### WORKING DATA

☆ ☆ ☆ ☆ ☆ ☆ ☆

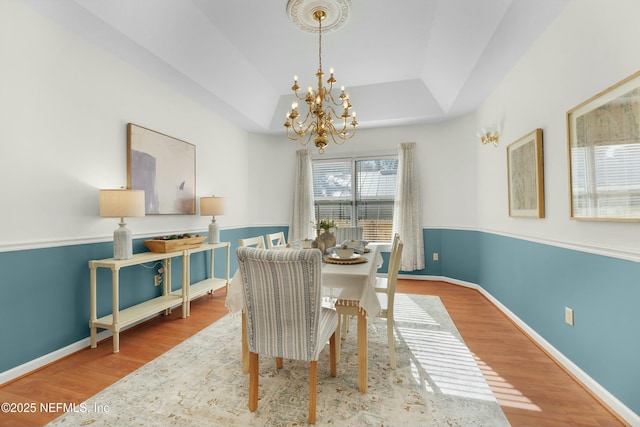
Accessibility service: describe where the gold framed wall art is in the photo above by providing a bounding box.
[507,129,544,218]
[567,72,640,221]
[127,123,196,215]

☆ ☆ ☆ ☆ ☆ ☆ ☆

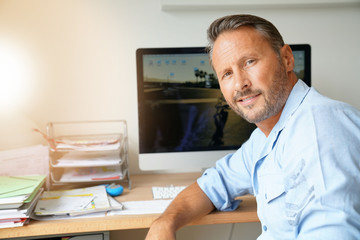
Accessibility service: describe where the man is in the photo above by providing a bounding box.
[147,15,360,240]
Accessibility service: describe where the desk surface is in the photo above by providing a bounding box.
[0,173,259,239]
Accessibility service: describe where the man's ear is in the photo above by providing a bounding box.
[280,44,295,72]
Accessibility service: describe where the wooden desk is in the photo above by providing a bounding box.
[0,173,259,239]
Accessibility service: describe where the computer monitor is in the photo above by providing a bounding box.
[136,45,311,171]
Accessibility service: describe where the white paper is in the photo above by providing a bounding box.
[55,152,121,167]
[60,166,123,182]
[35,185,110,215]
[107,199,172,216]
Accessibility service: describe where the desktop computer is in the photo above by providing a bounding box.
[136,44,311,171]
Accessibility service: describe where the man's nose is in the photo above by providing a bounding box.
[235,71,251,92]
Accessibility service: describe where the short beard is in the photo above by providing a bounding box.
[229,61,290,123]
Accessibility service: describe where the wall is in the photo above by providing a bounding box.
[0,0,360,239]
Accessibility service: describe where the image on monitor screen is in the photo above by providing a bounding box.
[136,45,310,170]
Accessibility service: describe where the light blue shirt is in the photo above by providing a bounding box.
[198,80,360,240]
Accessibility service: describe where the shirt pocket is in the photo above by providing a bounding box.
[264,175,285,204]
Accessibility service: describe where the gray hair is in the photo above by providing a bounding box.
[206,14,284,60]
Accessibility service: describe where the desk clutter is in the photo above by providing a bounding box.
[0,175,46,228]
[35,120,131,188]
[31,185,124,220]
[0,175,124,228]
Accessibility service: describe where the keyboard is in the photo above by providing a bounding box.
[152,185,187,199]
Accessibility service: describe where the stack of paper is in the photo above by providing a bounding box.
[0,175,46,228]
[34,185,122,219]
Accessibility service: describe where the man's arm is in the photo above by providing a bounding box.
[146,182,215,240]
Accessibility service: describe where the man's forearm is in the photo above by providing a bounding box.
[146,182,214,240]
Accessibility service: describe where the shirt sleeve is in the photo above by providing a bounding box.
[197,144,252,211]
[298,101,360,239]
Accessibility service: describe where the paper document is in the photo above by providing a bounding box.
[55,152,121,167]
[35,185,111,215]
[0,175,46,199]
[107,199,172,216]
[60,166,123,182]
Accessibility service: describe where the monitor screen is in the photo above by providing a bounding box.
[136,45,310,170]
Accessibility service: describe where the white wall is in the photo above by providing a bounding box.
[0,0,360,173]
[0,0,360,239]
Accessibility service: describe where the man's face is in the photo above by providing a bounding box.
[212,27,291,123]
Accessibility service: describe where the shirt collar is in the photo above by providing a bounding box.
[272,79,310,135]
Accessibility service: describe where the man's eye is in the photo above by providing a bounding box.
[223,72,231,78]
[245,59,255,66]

☆ ☆ ☆ ☆ ☆ ☆ ☆

### WHAT YOU ARE ASKED TO DO
Reproduce word for word the stretch of the material above that opens with the line containing "Accessibility service: describe where the short" and closes with the line containing "[34,185,122,219]", keeping both of those lines.

### WORKED SOLUTION
Accessibility service: describe where the short beard is in the photo above by providing a bounding box.
[229,61,290,123]
Accessibility service: describe where the wall is in the photo above by providing a bounding box.
[0,0,360,239]
Accessibility service: describe where the image on monitor screen is in the photo above by providing a bounding box.
[136,45,310,170]
Accessibility service: describe where the light blue shirt is in the photo above by providing a bounding box.
[198,80,360,240]
Accessibility service: describe where the shirt pocket is in the photo above by providing a bounding box.
[264,175,285,204]
Accessibility service: describe where the gray hair is in the photo above by providing a bounding box.
[206,14,284,60]
Accessibility service: describe where the desk clutter is in the photo above by providing a bounding box.
[0,175,46,228]
[35,120,131,188]
[31,185,124,220]
[0,175,124,228]
Accessibility service: describe where the keyboard is in the photo above by providing a bounding box.
[152,185,187,199]
Accessibility service: describe where the stack of paper is in the photo above by providing a bounding box.
[0,175,46,228]
[34,185,122,219]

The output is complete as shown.